- Challenges
1. In the post about copying cassette tapes, copy everything from "Neskie Manuel neskiem" down to "a reason ;)", swapping "Audacity" for "Ardour".
2. Continue the email about copying cassette tapes from its last line.

- Excerpted passage
Question re copying cassette tapes

Neskie Manuel neskiem at GMAIL.COM
Fri Feb 12 02:01:17 UTC 2010


I would record at the highest rate even though, as Bill points out,
that it is a waste of space. Terabyte Hard drives are the norm.  If
you are worried about space make sure you compress with a lossless
compressions such as FLAC, programs like Audacity can do this
natively.  Audacity also has a timer for the record function so you
can set it to record for 30 minutes, and it is available for Linux,
Mac, Windows. This list is ordered for a reason ;)

I don't think it really matters when burning to a CD what sample rate
you use, because programs like iTunes or Windows Media Player usually
upsample and convert to a WAV before the burn it to a CD anyways.

On Thu, Feb 11, 2010 at 3:57 PM, Aidan Wilson <aidan at usyd.edu.au> wrote:
> While I disagree about the benefits or otherwise of higher resolutions and
> sample rates in digitisation, the point is, that an audio CD must be stereo,
> 44.1 kHz, 16 bit.
>
> Anything else will not play on any regular CD player (that is, which isn't a
> computer that can interpret the wav header). The reason is that audio CD wav
> files don't contain headers; they're raw PCM data - 1s and 0s. CD players
> are designed to interpret those 1s and 0s as stereo, 16 bit 44.1 kHz.
> Altering the properties, if it plays at all, will have effects on the audio
> such as playing too fast/slow (if the sample rate is incorrect) or just
> outputting digital noise.

- Material provided
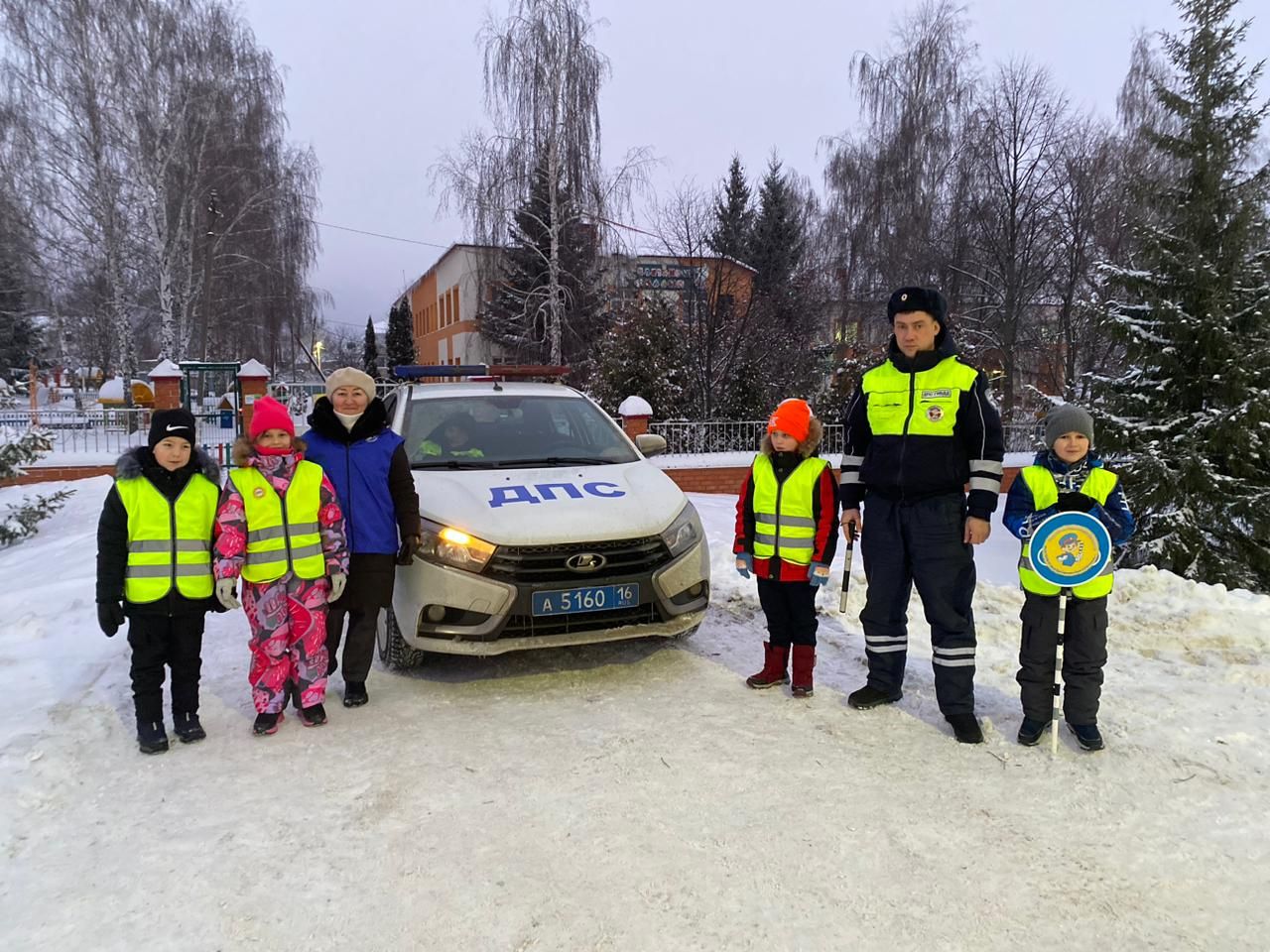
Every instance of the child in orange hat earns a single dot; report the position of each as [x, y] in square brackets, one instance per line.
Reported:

* * *

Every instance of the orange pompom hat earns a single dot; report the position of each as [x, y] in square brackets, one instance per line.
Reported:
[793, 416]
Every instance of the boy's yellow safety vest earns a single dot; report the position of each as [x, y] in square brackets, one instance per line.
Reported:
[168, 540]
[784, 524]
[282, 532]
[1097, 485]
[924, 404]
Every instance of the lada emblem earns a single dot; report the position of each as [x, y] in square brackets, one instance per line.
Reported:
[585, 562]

- Answers for this exercise
1.
Neskie Manuel neskiem at GMAIL.COM
Fri Feb 12 02:01:17 UTC 2010


I would record at the highest rate even though, as Bill points out,
that it is a waste of space. Terabyte Hard drives are the norm.  If
you are worried about space make sure you compress with a lossless
compressions such as FLAC, programs like Ardour can do this
natively.  Ardour also has a timer for the record function so you
can set it to record for 30 minutes, and it is available for Linux,
Mac, Windows. This list is ordered for a reason ;)

2.
>
> --
> Aidan Wilson
>
> The University of Sydney
> +612 9036 9558
> +61428 458 969
> aidan.wilson at sydney.edu.au
>
> On Thu, 11 Feb 2010, William J Poser wrote:
>
>> I'm not so sure about the recommendation of stereo digitisation. If
>> the originals are not stereo recordings, there's no point in creating a
>> stereo digital recording, and indeed, even if there are two channels
>> on the original tapes, if they do not reflect inputs from two different
>> microphones, you don't have a true stereo recording and there isn't much
>> point in preserving two channels.
>>
>> Also, 44.1 K samples/second is overkill for most linguistic material. If
>> it contains music, such a rate may be desirable, but for most speech,
>> 22.05 K samples per second includes all of the information likely
>> to be of linguistic significance.
>>
>> 16 bit resolution is highly desirable, but there's nothing sacred about
>> 44.1K samples/per second sampling rate and stereo. These are merely
>> residues of decisions made by the music industry and have nothing to
>> do with the quality of linguistic recordings.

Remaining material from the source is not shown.